-- QUOTED PASSAGE start --
Writing a Custom SQLite Function (in C) - Part 2

In part 1 we built a trivial SQLite function in C. Our goal was to cover the most critical parts of the SQLite API. One consequence of using a simple example is that we sidestepped any conversation about memory management. This second part looks specifically at some memory management that you'll likely need to be aware of.

Memory

To execute and read the result of our increment function, we used the sqlite3_bind_int64 and sqlite3_column_int functions respectively. As the name implies, these functions let us bind an integer to an SQLite statement and read an integer from a result. Integers have two important properties: their size is known upfront (a 64 bit integer always requires 64 bits of memory) and they are small. Types that have these two properties, including composite types (say a Point struct with two integer fields, X and Y) require straightforward memory management. When a function begins execution, the memory that we know it will require (essentially the sum of bytes needed for all the ints, floats, bytes, ...) is allocated upfront. This is called the "stack". Parameters are copied onto the stack and local variables (think a counter in a for loop) are initialized onit. Importantly, when the function returns, that entire stack is deallocated. Hence the memory is automatically allocated when the function starts and deallocate when the function ends.
-- QUOTED PASSAGE end --
*SET EXERCISE*
Translate this sentence from the article on writing a custom SQLite function into Spanish: "Importantly, when the function returns, that entire stack is deallocated."
-- EXTRACTED INFORMATION start --
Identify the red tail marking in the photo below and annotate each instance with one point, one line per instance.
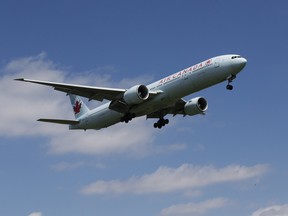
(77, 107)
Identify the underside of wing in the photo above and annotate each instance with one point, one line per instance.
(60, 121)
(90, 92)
-- EXTRACTED INFORMATION end --
-- EXTRACTED INFORMATION start --
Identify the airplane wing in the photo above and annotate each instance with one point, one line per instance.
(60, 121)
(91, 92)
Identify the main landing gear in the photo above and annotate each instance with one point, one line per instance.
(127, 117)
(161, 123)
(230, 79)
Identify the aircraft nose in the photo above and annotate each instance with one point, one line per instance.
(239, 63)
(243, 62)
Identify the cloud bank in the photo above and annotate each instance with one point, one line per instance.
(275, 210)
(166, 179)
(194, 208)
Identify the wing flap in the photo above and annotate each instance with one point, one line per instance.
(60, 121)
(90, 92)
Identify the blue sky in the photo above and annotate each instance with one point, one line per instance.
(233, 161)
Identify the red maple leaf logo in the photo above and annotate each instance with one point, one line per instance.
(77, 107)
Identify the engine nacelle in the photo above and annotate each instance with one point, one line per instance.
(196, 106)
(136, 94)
-- EXTRACTED INFORMATION end --
*SOLUTION*
Lo importante es que, cuando la función retorna, toda esa pila se libera.